Stated task: Which lines in the listing below contain the string "query"? Find every one and copy each line in full, treating uppercase and lowercase as different.
** BEGIN Records supplied **
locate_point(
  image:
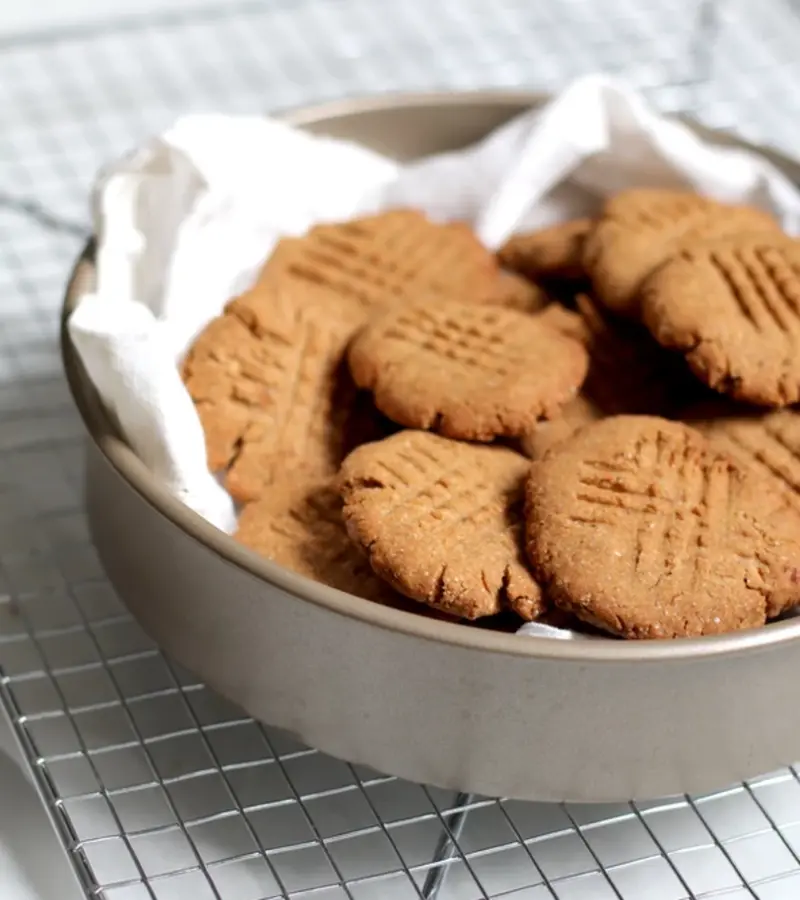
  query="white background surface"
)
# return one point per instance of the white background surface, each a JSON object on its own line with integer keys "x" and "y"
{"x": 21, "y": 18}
** END Records supplied **
** BEGIN Records supplied **
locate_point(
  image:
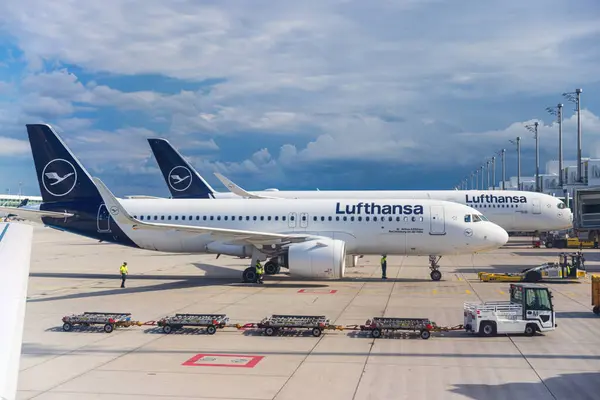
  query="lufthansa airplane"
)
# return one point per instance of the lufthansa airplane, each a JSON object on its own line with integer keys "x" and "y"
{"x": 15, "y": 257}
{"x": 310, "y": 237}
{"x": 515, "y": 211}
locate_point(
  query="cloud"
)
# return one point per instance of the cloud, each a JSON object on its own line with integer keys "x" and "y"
** END Records supplied **
** BEGIN Records supplied **
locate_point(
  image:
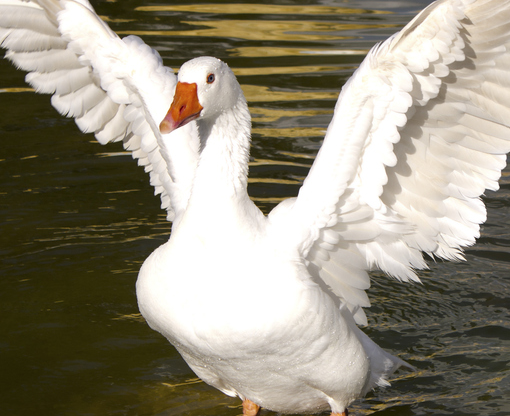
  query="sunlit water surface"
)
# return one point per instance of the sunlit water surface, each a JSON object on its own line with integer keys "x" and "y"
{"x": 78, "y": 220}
** END Records supplied **
Written response:
  query="white background surface"
  query="lufthansa airplane"
  query="cloud"
  query="sunlit water surface"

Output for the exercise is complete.